▶ _Task details_
Scale the listing below from its first line through the line with "xmin=360 ymin=144 xmax=414 ymax=213", and give only those lines again, requests included and unchanged. Multiply every bounding-box coordinate by 0.45 and round it to a whole number, with halves rounded up.
[Start Extracted material]
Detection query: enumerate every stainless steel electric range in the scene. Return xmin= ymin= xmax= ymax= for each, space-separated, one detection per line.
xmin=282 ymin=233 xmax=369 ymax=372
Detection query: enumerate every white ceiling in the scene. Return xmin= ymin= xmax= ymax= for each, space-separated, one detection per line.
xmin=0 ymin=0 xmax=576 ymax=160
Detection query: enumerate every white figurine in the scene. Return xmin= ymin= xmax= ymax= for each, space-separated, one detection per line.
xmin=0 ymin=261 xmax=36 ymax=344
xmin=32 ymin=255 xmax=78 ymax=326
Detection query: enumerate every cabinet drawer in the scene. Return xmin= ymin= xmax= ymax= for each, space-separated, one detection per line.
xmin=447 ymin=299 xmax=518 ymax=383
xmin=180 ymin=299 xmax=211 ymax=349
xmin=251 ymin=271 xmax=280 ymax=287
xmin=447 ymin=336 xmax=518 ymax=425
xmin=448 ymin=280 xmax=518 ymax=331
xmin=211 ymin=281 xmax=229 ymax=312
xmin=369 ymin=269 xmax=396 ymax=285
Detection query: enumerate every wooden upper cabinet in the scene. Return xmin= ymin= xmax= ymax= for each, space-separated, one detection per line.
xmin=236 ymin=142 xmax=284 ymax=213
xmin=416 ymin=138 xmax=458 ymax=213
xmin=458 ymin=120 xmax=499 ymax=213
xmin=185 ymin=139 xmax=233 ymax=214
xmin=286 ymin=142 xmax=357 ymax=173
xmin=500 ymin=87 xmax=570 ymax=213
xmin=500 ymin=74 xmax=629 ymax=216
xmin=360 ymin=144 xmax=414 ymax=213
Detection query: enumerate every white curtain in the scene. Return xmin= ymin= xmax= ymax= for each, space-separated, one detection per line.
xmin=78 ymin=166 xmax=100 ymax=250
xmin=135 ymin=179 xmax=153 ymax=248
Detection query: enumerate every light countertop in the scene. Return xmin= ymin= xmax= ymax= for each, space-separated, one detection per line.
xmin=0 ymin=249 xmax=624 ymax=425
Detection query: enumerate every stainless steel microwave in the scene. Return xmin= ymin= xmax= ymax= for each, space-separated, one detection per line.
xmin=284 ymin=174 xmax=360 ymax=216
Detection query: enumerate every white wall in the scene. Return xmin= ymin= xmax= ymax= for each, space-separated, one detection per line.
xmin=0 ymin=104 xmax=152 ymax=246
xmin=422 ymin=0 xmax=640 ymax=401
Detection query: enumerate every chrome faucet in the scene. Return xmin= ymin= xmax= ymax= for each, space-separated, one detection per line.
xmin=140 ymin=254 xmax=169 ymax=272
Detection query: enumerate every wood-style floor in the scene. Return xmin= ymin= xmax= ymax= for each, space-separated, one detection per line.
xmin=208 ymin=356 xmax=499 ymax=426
[End Extracted material]
▶ _Finished answer_
Detection query: enumerate every stainless steel electric range in the scene. Return xmin= ymin= xmax= ymax= for each, space-separated, one detection per line.
xmin=127 ymin=105 xmax=166 ymax=167
Detection query: enumerate every white ceiling in the scene. Return xmin= ymin= xmax= ymax= for each, space-separated, one detection per line.
xmin=0 ymin=0 xmax=259 ymax=72
Detection query: enumerate every white figurine in the scene. Return xmin= ymin= xmax= ymax= for each, space-separated, one detection per line.
xmin=0 ymin=117 xmax=16 ymax=155
xmin=14 ymin=115 xmax=35 ymax=147
Detection query: enumerate every cabinet drawer in the scene. Return xmin= ymin= xmax= ymax= for each, space-separated, one detection per line.
xmin=201 ymin=135 xmax=233 ymax=172
xmin=81 ymin=135 xmax=95 ymax=157
xmin=113 ymin=122 xmax=126 ymax=129
xmin=201 ymin=151 xmax=233 ymax=191
xmin=202 ymin=126 xmax=233 ymax=149
xmin=95 ymin=126 xmax=103 ymax=140
xmin=166 ymin=121 xmax=178 ymax=128
Detection query: enumerate every wooden upper cabinet in the scene. Return xmin= ymin= xmax= ymax= for each, space-separated, one detection per line.
xmin=106 ymin=64 xmax=128 ymax=96
xmin=187 ymin=62 xmax=206 ymax=96
xmin=206 ymin=54 xmax=225 ymax=96
xmin=83 ymin=63 xmax=105 ymax=96
xmin=129 ymin=64 xmax=161 ymax=78
xmin=225 ymin=39 xmax=257 ymax=96
xmin=225 ymin=33 xmax=283 ymax=97
xmin=162 ymin=65 xmax=186 ymax=96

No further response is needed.